**WORKING DATA**

— Begin —

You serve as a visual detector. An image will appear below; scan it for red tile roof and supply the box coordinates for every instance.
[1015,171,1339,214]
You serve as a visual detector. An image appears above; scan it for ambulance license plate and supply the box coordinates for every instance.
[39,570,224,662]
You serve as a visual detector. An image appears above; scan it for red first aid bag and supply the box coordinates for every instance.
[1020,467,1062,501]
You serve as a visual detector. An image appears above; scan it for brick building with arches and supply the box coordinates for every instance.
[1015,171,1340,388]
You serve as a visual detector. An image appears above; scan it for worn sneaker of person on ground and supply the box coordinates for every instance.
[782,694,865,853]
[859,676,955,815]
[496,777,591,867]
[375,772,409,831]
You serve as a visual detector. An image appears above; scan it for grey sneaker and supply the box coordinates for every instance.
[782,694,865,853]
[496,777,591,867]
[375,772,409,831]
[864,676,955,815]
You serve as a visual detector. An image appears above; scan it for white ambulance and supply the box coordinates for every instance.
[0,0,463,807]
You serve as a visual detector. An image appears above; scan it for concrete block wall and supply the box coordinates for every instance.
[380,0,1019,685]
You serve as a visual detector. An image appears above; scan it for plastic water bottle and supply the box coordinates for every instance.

— End —
— Begin —

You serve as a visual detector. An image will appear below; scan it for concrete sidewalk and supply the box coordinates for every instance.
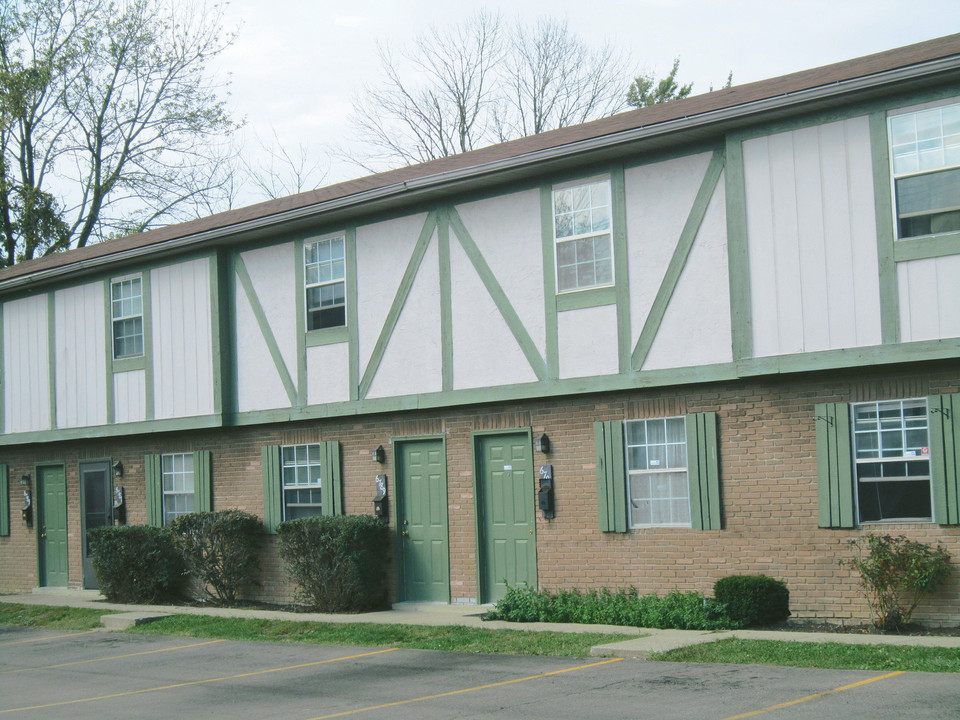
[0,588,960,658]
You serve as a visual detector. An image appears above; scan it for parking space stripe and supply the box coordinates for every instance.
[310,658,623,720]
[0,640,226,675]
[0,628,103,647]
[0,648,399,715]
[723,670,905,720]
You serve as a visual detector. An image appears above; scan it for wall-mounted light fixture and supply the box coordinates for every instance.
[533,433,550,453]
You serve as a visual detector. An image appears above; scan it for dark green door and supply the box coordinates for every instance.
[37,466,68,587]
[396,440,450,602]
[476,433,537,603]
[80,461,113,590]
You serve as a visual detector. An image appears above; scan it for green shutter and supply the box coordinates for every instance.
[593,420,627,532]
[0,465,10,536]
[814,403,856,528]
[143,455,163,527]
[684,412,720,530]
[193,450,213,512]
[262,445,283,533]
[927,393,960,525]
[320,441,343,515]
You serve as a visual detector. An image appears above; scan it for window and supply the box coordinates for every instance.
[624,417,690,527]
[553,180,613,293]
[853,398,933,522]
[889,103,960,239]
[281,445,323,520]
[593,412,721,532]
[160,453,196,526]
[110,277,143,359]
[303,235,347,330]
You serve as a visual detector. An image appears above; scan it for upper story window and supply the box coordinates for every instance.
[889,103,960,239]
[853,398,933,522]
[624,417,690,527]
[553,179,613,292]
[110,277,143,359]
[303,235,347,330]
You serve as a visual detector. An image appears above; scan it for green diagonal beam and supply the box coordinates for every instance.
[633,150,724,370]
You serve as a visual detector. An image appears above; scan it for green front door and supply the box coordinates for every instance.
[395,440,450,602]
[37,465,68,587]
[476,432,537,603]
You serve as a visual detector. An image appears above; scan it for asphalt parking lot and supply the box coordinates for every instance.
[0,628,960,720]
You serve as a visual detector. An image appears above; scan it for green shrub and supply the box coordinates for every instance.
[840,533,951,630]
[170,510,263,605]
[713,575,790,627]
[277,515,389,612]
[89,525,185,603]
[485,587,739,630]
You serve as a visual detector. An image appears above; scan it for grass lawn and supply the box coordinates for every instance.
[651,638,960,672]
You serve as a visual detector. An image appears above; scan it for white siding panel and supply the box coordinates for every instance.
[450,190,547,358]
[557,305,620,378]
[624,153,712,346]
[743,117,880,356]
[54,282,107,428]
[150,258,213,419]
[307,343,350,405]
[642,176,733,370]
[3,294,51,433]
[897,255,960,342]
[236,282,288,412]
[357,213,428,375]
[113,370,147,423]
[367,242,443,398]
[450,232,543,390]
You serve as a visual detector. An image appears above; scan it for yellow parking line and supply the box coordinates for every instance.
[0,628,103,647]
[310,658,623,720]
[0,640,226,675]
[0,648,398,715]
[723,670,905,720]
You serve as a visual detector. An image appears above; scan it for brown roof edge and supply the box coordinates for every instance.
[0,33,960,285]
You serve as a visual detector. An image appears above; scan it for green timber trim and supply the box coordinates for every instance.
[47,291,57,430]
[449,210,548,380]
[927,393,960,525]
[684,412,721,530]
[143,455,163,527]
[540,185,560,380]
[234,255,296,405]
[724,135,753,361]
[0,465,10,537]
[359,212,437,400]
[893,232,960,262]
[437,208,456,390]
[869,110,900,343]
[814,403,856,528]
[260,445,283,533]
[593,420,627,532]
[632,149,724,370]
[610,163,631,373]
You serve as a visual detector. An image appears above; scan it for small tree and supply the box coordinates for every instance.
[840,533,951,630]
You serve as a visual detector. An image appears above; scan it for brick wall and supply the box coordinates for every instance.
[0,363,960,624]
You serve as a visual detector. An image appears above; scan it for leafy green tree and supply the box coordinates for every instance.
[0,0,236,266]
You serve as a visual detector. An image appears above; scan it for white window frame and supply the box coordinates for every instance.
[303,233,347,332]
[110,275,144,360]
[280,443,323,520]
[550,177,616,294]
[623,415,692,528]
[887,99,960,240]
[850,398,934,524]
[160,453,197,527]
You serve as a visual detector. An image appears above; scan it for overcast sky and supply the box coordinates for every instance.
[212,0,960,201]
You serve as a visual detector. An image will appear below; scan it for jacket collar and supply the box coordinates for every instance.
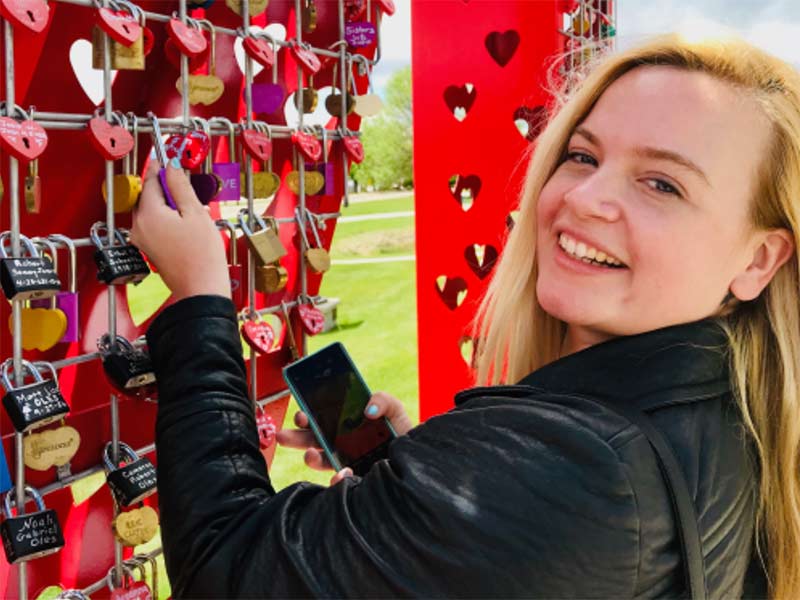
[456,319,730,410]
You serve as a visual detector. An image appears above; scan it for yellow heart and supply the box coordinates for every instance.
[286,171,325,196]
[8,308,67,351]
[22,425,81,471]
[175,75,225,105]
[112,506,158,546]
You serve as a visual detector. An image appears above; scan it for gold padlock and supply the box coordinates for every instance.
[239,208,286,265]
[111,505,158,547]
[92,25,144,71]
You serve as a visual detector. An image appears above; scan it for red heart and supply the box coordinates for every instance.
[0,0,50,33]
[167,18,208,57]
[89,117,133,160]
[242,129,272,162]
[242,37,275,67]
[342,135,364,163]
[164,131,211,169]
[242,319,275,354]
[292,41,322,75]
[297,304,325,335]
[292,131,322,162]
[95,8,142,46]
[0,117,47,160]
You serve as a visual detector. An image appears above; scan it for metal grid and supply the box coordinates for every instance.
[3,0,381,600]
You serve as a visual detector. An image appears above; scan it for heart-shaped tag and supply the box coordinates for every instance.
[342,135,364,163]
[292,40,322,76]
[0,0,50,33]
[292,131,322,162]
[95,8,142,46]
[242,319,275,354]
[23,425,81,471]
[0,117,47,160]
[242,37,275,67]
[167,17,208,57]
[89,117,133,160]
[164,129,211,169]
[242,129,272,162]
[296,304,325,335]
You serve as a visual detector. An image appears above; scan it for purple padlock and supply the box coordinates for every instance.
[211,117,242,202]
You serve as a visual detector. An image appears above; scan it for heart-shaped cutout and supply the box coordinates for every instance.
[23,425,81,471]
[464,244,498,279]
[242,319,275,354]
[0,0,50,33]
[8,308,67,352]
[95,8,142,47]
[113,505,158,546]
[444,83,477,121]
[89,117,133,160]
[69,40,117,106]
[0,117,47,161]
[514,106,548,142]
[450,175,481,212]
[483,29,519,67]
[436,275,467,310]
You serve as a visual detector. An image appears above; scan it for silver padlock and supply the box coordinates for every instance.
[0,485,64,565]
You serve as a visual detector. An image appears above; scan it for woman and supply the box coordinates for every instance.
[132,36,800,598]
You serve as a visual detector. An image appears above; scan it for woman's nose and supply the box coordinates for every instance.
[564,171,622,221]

— End —

**YOUR OBJECTIVE**
Rewrite the stretch of records from the line containing "for concrete sidewalk" through the line containing "[533,433,550,453]", both lines included, keeping the requests and leaving out the pictures. Multiply every bounding box coordinate by 2.3 and round it to a whole number, with halves rounding up.

**TASK RESULT**
You serve as a visual detector. An image will appear below; scan it for concrete sidewalk and supply the box coordinates for every instance.
[0,1352,2208,1513]
You serve as a visual detector. An image appears above; scan it for parking space stripe and supply the box coordinates for every instance.
[713,1513,1433,1656]
[0,1472,520,1553]
[0,1444,237,1488]
[0,1490,918,1645]
[1663,1541,2082,1656]
You serve as a visual detector. An image appears above; scan it for wall-mounted light fixture and supply the box coordinates for every instance.
[1226,996,1265,1042]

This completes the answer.